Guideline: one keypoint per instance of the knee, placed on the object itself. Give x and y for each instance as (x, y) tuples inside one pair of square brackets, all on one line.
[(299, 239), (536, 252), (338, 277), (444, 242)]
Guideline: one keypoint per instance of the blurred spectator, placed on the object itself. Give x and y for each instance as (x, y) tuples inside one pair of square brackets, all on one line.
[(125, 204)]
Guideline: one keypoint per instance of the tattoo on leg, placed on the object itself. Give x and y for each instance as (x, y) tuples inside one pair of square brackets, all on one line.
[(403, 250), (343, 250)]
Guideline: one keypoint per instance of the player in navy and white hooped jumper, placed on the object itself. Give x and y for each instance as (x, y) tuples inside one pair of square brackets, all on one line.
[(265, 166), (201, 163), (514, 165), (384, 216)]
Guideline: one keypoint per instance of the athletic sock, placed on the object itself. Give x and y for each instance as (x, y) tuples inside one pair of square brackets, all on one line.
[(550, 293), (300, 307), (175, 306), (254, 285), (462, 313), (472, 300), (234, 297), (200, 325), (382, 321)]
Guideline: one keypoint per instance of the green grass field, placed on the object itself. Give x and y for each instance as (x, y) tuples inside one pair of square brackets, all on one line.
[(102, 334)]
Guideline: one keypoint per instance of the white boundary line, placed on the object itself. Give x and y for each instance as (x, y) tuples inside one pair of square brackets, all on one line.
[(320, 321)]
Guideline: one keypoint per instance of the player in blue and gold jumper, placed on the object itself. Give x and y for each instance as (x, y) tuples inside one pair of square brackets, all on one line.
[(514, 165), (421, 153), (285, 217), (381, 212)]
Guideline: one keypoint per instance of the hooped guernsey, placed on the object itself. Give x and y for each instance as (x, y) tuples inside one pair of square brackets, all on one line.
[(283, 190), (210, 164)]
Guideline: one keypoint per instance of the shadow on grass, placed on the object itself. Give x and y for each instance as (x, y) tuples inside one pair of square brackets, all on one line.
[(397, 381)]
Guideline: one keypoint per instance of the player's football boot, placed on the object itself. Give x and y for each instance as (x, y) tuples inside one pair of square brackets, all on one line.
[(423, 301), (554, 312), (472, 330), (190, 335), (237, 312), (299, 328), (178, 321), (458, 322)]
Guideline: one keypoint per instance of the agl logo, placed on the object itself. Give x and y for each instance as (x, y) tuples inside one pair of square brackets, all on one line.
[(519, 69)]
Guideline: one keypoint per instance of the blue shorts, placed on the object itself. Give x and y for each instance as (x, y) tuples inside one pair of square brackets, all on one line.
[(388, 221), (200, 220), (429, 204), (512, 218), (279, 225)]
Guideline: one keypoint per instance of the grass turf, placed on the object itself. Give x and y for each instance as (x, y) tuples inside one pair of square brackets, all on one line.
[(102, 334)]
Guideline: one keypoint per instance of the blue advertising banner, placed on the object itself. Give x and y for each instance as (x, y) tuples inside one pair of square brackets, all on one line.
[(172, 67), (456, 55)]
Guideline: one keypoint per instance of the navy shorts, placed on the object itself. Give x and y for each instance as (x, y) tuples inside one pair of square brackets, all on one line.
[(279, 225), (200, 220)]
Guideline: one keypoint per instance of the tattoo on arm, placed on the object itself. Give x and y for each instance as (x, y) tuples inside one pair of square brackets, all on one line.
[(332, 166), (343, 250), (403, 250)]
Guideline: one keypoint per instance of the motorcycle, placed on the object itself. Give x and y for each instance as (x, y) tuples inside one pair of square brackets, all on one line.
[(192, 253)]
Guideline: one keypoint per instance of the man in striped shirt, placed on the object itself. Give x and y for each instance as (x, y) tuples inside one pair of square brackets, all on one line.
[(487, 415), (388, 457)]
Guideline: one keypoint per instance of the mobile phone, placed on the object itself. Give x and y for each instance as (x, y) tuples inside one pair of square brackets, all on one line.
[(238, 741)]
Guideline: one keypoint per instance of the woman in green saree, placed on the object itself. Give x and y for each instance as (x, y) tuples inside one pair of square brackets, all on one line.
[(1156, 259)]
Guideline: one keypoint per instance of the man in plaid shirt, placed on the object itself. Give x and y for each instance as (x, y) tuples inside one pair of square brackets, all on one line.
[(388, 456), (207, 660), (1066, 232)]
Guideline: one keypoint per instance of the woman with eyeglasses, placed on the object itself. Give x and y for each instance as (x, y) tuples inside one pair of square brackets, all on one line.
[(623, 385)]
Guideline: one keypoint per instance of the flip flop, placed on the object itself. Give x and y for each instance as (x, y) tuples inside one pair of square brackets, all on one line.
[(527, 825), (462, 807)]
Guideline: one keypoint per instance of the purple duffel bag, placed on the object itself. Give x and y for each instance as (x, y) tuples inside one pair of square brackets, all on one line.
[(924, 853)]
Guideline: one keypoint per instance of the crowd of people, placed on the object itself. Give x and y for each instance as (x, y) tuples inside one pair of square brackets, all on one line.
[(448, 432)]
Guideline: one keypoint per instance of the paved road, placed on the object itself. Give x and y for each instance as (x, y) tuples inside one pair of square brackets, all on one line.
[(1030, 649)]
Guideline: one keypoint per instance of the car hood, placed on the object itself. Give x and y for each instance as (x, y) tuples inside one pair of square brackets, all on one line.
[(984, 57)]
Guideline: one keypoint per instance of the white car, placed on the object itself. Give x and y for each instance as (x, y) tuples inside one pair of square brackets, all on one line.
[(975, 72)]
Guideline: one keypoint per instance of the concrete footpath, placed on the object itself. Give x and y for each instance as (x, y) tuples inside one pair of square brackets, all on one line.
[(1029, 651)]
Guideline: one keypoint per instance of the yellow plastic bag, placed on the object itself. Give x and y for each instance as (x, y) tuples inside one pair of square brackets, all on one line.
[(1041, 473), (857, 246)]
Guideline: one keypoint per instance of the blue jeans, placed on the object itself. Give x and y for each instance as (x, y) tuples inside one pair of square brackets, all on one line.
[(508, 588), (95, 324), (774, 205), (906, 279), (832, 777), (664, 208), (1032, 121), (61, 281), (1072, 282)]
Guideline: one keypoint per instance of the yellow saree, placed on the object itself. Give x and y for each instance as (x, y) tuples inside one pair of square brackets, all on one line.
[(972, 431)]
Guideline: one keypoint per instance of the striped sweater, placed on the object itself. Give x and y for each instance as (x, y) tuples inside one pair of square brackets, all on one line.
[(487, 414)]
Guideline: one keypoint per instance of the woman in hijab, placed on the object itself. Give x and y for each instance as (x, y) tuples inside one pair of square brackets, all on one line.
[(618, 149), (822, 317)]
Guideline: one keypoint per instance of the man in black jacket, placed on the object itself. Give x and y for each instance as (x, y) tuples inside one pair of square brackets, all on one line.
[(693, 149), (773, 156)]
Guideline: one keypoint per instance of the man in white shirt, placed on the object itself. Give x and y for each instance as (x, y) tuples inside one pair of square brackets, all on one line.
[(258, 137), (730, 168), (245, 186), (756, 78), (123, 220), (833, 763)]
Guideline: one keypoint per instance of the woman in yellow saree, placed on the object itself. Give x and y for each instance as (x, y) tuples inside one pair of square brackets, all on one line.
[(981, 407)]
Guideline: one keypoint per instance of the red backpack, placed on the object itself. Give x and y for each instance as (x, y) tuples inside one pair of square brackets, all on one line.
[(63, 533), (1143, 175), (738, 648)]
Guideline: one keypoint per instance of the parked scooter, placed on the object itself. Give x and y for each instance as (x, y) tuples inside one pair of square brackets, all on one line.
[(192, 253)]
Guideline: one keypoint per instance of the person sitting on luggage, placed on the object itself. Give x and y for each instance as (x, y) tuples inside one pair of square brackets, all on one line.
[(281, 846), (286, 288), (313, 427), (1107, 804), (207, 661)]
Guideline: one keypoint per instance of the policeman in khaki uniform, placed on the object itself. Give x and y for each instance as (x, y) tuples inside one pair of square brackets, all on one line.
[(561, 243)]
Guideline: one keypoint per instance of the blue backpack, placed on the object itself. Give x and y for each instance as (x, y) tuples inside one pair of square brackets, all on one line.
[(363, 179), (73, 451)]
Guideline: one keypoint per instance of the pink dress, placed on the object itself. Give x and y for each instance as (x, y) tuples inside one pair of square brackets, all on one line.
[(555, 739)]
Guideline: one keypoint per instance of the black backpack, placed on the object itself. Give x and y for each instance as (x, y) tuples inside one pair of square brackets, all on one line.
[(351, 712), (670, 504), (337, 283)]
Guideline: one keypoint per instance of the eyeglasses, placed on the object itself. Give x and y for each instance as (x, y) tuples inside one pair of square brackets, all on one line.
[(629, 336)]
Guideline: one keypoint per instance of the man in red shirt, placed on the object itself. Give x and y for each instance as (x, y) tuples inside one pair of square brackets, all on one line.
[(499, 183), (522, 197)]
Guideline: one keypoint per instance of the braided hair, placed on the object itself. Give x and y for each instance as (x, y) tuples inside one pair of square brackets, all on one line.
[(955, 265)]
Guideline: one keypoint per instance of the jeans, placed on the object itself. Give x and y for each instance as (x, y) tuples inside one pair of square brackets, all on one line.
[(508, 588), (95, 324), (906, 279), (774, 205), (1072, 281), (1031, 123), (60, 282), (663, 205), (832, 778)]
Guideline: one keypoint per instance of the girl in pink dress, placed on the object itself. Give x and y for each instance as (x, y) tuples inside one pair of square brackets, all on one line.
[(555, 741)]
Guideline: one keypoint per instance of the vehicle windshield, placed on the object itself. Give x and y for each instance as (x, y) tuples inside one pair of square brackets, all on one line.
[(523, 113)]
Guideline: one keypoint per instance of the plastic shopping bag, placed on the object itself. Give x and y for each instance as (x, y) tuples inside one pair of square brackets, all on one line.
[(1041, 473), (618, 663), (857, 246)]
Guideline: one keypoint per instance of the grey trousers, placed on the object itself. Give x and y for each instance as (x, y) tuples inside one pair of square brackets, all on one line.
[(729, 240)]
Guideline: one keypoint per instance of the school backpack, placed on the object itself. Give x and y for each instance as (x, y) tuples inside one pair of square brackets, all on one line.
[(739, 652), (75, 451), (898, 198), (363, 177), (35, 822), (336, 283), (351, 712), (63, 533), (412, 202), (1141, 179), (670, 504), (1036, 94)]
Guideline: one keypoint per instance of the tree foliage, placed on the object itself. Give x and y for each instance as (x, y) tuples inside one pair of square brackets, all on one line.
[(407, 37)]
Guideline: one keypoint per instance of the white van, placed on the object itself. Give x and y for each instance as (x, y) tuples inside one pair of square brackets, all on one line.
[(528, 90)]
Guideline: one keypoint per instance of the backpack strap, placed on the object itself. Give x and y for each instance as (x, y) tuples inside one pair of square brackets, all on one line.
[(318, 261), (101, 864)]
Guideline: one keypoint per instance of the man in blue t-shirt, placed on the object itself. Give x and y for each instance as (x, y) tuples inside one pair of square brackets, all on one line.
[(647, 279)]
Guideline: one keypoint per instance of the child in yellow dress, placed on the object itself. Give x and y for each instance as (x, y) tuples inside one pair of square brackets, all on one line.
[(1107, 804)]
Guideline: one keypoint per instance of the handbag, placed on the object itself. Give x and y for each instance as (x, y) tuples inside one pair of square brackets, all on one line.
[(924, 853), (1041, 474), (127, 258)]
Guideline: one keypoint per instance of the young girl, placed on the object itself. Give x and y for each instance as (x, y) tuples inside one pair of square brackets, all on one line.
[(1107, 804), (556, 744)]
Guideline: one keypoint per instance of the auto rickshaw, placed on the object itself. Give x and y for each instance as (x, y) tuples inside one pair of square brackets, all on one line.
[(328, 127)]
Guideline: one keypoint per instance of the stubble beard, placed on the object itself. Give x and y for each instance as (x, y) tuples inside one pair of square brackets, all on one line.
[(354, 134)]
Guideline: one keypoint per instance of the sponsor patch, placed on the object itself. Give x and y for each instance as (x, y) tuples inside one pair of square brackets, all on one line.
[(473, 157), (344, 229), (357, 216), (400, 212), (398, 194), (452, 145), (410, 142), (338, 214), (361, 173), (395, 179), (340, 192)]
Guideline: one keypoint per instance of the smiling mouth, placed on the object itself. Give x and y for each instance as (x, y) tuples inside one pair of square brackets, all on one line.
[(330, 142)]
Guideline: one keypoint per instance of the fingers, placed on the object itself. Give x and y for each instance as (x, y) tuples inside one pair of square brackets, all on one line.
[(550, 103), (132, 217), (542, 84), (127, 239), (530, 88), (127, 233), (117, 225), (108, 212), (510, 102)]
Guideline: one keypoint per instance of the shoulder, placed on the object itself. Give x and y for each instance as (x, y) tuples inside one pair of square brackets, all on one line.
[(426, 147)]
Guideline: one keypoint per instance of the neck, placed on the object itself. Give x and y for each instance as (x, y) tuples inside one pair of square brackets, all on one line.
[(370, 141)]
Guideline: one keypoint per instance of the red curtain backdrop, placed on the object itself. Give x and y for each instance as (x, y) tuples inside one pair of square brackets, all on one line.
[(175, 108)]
☆ ☆ ☆ ☆ ☆ ☆ ☆
Reproduce the lines starting at the one containing "Guideline: one keypoint per instance of the hooped" and ending at the one containing "[(397, 381)]", and add -141 to every coordinate in their answers.

# Output for this task
Guideline: one keypoint per instance of the hooped guernsey, placed on the object itself. Give x and y for each instance as (x, y) tuples inside one pair of square brackets, all on one line.
[(142, 49), (69, 23)]
Guideline: one keypoint per instance of the shadow on grass, placed on the object itself. Give x and y for each instance as (x, y) tuples inside one pair of square brackets, all on one line.
[(256, 240)]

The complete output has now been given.